(Stored items from a collection)
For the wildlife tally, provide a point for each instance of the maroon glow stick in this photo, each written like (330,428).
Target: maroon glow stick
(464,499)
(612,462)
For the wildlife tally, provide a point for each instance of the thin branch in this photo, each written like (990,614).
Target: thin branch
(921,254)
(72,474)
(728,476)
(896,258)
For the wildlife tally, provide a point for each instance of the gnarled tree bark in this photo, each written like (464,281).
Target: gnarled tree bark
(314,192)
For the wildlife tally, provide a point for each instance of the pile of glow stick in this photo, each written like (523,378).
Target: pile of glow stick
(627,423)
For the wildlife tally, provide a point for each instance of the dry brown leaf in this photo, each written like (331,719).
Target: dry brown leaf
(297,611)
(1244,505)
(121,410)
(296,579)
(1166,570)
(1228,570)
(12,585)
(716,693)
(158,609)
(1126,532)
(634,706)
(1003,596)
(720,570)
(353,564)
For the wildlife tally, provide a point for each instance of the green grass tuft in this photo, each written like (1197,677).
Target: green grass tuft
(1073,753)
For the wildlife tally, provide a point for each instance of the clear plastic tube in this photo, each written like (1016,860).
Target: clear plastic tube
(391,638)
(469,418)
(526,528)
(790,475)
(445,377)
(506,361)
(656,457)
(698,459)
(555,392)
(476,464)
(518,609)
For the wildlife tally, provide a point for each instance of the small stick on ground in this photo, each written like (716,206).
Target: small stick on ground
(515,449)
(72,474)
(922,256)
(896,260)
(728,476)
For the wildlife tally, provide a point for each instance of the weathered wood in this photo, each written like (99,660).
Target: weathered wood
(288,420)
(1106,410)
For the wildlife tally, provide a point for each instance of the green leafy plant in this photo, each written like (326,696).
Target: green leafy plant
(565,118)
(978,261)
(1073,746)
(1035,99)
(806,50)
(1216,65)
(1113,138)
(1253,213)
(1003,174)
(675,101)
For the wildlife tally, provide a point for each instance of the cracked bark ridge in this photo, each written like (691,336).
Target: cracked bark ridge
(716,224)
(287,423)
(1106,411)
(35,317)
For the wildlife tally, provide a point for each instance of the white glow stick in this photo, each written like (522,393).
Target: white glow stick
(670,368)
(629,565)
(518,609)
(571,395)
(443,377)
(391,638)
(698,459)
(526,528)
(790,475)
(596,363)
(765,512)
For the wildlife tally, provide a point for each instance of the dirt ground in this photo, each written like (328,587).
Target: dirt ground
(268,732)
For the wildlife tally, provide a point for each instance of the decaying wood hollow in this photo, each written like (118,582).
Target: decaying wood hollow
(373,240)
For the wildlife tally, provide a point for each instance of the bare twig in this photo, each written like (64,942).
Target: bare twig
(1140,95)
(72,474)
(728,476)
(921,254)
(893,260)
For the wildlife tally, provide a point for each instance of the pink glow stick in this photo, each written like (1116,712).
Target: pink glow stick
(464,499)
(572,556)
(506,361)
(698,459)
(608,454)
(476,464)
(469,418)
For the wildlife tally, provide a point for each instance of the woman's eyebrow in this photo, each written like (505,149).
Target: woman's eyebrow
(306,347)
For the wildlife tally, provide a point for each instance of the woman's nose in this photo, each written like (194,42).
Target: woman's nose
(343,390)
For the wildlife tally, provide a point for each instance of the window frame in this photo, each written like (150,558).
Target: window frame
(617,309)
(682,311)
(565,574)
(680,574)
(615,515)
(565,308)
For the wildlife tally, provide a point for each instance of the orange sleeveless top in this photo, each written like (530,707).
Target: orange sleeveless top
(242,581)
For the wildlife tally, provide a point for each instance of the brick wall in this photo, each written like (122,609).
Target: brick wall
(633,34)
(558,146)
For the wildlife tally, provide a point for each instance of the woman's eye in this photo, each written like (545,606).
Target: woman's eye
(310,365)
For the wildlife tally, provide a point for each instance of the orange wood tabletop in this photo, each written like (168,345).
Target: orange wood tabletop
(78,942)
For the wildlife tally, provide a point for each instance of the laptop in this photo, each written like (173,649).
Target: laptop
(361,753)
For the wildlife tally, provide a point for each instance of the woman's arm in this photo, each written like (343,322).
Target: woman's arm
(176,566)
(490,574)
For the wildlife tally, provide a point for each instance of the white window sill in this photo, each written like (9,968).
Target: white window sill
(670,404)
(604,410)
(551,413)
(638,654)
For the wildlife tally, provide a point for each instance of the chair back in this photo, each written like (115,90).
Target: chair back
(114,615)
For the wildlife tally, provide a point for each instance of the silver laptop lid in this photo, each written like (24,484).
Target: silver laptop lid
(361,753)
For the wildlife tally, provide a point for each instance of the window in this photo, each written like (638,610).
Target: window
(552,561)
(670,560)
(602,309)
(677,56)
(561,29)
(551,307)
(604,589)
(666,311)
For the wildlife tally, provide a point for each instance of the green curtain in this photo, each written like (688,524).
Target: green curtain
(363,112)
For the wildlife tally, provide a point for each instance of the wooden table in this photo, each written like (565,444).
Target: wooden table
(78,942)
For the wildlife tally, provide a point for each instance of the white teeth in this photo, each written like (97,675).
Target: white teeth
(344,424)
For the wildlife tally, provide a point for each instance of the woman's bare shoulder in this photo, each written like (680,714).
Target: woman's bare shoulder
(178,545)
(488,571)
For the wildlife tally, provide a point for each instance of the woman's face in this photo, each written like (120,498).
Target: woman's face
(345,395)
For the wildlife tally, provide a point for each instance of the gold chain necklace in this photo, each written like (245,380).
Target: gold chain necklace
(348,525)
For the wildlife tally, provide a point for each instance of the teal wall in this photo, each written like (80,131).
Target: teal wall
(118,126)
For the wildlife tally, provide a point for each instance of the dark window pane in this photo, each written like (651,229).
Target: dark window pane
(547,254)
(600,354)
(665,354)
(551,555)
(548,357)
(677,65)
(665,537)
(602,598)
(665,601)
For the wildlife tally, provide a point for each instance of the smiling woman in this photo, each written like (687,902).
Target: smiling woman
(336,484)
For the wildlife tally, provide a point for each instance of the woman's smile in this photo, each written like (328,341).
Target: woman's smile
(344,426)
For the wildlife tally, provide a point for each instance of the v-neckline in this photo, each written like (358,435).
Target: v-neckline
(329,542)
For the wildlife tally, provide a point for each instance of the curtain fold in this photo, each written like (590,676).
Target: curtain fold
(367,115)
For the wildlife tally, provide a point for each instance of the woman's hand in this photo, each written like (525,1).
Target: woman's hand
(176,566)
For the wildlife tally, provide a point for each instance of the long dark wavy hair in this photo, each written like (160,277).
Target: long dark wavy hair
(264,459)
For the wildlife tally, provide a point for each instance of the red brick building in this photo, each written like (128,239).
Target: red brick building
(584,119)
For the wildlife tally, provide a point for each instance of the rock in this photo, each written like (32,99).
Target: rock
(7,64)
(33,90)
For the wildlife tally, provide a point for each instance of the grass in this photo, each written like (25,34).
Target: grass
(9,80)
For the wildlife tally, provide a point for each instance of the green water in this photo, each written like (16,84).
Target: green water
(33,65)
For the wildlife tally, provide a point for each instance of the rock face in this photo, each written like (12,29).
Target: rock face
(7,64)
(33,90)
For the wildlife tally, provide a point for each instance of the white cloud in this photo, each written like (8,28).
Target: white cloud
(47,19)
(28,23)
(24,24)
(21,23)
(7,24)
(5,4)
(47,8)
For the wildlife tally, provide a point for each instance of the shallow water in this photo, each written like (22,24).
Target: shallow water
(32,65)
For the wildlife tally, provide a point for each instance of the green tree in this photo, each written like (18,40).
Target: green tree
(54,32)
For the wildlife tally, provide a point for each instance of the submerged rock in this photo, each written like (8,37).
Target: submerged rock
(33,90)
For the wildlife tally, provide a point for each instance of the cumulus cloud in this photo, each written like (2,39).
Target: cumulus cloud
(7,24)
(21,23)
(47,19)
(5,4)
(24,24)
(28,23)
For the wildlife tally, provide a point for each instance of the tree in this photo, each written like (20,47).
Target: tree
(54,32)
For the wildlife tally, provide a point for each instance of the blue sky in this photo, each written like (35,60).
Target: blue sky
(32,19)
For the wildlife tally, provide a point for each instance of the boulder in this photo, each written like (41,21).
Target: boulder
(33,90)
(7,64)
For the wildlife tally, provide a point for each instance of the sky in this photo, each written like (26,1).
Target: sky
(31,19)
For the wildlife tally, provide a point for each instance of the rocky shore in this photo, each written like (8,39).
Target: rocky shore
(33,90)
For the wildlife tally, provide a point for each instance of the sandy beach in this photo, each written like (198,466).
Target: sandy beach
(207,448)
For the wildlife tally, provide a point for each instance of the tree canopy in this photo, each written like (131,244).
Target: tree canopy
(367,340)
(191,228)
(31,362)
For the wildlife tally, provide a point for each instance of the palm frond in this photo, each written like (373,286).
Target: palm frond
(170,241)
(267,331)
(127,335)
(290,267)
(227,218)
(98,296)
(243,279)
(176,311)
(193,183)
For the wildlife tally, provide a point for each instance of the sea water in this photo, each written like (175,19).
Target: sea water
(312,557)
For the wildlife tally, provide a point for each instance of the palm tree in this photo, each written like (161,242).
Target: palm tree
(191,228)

| Problem description |
Where the line containing "Target: sandy beach" appears in the records above, begin there and print every line through the last, exactly and with nothing else.

| Response area |
Target: sandy beach
(207,448)
For the wildlife tally, provide a point for each instance of the tree canopy in this photo, each written like (131,244).
Target: tree canopy
(367,340)
(191,228)
(31,362)
For the wildlife tally, provide a point for each instance of the palm frond in this photo, each written like (373,286).
Target: palm frond
(170,241)
(267,331)
(127,335)
(290,267)
(227,218)
(98,296)
(243,279)
(176,311)
(193,183)
For the wildlife tally, provide a point for each instance of the sea water in this photo, each written like (175,19).
Target: sea water
(312,557)
For the wildlife tally, provide a point for each instance of the palm tree in this photo, each written like (161,242).
Target: palm tree
(191,228)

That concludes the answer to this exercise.